## Problem to solve
Write out the rows below again, swapping "Drop one dot" for "Place one marker" wherever it occurs and changing nothing else. Leave the pictures out of your answer.

## Records supplied
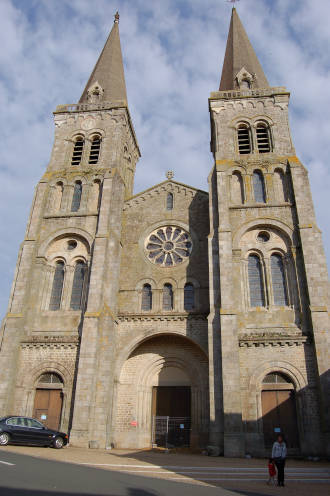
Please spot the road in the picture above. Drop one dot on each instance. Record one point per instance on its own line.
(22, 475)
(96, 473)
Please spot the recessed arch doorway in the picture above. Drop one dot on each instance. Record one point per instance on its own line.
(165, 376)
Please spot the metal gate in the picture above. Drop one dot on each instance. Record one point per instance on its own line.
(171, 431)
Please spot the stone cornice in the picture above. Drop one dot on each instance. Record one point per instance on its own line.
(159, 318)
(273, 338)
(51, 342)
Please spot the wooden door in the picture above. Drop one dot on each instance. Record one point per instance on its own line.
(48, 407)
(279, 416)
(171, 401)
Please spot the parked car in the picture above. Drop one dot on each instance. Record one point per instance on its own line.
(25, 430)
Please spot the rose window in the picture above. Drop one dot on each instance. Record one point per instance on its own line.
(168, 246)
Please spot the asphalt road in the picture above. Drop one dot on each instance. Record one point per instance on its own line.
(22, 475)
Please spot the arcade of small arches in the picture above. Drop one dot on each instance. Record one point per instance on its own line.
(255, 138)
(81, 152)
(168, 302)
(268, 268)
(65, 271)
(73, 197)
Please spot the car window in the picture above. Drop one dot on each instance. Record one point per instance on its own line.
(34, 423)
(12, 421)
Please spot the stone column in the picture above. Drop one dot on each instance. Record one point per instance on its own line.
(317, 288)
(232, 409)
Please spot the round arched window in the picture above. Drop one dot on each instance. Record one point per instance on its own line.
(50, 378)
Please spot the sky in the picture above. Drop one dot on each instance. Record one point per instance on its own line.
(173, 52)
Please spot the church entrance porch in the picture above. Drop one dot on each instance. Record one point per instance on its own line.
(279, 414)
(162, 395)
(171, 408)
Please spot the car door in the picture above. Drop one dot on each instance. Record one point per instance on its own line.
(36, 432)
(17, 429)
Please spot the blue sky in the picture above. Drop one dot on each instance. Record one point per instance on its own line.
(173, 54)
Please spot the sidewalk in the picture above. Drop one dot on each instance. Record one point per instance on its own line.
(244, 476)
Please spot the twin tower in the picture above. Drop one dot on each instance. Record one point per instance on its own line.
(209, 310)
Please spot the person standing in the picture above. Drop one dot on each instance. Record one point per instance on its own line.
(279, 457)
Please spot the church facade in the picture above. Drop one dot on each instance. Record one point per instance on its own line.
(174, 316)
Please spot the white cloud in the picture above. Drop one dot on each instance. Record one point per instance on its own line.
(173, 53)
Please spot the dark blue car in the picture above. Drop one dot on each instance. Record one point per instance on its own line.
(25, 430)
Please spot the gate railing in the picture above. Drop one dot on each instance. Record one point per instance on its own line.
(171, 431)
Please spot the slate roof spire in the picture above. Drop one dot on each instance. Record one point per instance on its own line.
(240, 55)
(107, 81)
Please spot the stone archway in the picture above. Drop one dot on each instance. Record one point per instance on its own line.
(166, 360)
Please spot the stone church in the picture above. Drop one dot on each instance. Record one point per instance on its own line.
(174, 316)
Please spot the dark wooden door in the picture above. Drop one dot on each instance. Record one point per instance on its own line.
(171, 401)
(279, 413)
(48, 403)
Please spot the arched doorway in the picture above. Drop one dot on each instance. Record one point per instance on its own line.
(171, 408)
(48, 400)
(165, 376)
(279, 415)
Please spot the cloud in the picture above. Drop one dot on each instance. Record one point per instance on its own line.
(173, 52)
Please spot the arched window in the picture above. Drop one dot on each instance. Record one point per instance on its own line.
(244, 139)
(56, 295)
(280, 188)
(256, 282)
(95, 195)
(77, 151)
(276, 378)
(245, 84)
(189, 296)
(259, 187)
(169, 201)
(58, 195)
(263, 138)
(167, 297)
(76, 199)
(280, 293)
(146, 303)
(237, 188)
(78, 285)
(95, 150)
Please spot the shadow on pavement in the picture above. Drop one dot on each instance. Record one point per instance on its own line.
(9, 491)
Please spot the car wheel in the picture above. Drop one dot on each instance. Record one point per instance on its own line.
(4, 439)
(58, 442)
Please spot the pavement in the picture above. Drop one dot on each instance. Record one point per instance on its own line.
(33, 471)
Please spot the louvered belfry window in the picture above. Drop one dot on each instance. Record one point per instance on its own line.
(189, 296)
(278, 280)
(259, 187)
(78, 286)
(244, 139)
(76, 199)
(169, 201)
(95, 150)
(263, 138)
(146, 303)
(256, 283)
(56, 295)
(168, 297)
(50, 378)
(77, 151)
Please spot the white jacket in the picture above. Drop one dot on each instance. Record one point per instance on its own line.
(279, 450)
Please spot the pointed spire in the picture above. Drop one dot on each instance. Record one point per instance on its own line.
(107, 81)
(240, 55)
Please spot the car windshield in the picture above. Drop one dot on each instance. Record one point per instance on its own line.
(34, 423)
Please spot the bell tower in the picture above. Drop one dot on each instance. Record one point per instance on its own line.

## Right answer
Please spot the road in the picture above. Place one marker on each instance. Record one point per instance on its own line.
(22, 475)
(96, 473)
Please spot the recessed arch doorway in the picture above. Place one marker on each instance. Record one point per instance on its own line.
(165, 376)
Please spot the metal gate in the picture above. Place one marker on each instance. Record one point per instance on its own line.
(171, 431)
Please spot the stone cornice in the picture above. Place one marker on each instance. Record one point per instance on its own line.
(159, 318)
(273, 338)
(51, 342)
Please spot the wooden door in the picture above. Place one marker on each instance. Record one point per instance on its own line.
(48, 407)
(279, 416)
(171, 401)
Please spot the parked car in the picture above. Place one marker on each instance. Record one point per instance on its own line.
(25, 430)
Please spot the rose window in the picture above. Place one marker on each instance. Record one point per instance on its own line.
(168, 246)
Please spot the asphalt road in the picture above. Place one marker on each instance. Record one point per instance on its own line.
(22, 475)
Please spot the arcade of small arches in the picture above. Place one marker on each instance. Record one point per instance on its own line.
(255, 138)
(81, 152)
(168, 302)
(268, 268)
(65, 271)
(73, 197)
Please spot the car window in the picture above. Place one marker on each instance. Record one point per instance on its own line.
(34, 423)
(12, 421)
Please spot the stone column in the picture above. Place one marker on each instance. Record one point per instance on its own line.
(317, 288)
(232, 409)
Please spot the round arched window in the picture above. Place one marker on each instance. Record one point per instance on its own line.
(50, 378)
Please spot the sky in the picture above. Place one marker on each instance. Record one point per instance on its own line.
(173, 52)
Please spot the church entrance porch in the picture above. Place one marker on each instance. Record one point per instance on its own line.
(279, 414)
(162, 395)
(171, 408)
Please spot the car door in the picture above. Place one marker on each instance. Record one point per instance on its own line.
(36, 432)
(17, 429)
Please spot the blue sky in the picture above. Place one marker on each instance. Record one point per instance on its own line.
(173, 54)
Please spot the sidewalk in the picture above. Place one marker on each instance. Record one point per instance on its own line.
(244, 476)
Please spot the twin tower in the picture above. Place one marker on each instance. Record one point per instance on its own line.
(209, 310)
Please spot the person standing in the picture above. Place one marker on each instance. Record one point per instance on its own line.
(279, 457)
Please spot the church facade in the picture above. Place one marker on each instance. Record one point per instance on its own line.
(174, 316)
Please spot the white cloud in the picture above. Place one marker on each instance. Record one point per instance on its own line.
(173, 53)
Please spot the dark blue car in the picture above. Place one marker on each instance. Record one point per instance on its own line.
(25, 430)
Please spot the gate railing in the picture above. Place one marker on each instance. Record one point per instance on its own line.
(171, 431)
Please spot the slate roof spire in the picture above. Place one marker on each instance. Record one point per instance on its own line.
(240, 55)
(107, 81)
Please spot the stone archway in the picture above. Place one marker on each instance. Record one point per instance on its own line.
(166, 360)
Please spot the stone church in the picture above. Place one marker on each instance. Record one point per instance on its own line.
(174, 316)
Please spot the dark wooden door in the picture above. Place one marker on each instance. Record one point per instance on its own line.
(171, 401)
(279, 413)
(48, 403)
Please spot the arched doorway in the picture above. Place one marker on each instance. Record one point per instance on its own line.
(171, 408)
(48, 400)
(165, 376)
(279, 415)
Please spot the cloud in the picture above. Place one marker on each instance. Record one point per instance on its own line.
(173, 52)
Please spot the arched window in the picture above. Place one marker on each instance. Record one point per instance on its own line.
(244, 139)
(56, 295)
(280, 188)
(256, 282)
(95, 195)
(77, 151)
(276, 378)
(245, 84)
(189, 296)
(259, 187)
(169, 201)
(58, 195)
(263, 138)
(167, 297)
(76, 199)
(280, 293)
(146, 303)
(237, 188)
(78, 285)
(95, 150)
Please spot the shadow on pavement in the picture above. Place one marker on each instance. Record one point per instance on its own line.
(9, 491)
Please spot the car wheel in the picture above. Place one marker on each instance. Record one point per instance on its own line.
(4, 439)
(58, 442)
Please spot the pavement in the picture above. Place one marker on each instance. Record one point per instance on its own line.
(33, 471)
Please spot the louvered belfry window in the picture above. Place one marker on each instance. Record one point per instance on its own line.
(189, 296)
(278, 280)
(259, 187)
(78, 286)
(244, 139)
(76, 199)
(169, 201)
(95, 150)
(263, 138)
(146, 303)
(256, 283)
(56, 295)
(168, 297)
(50, 378)
(77, 151)
Please spot the white jacket in the picture above. Place one marker on each instance. Record one point per instance on its own line.
(279, 450)
Please spot the pointed spire in the picture above. Place one marker on each instance. Record one point per instance on its own line.
(107, 81)
(240, 55)
Please spot the car windshield in the picture above. Place one marker on each instance. Record one point per instance on its own line.
(34, 423)
Please spot the bell tower in the picture above. Place one marker on each instance. Record one point per instance on its own line.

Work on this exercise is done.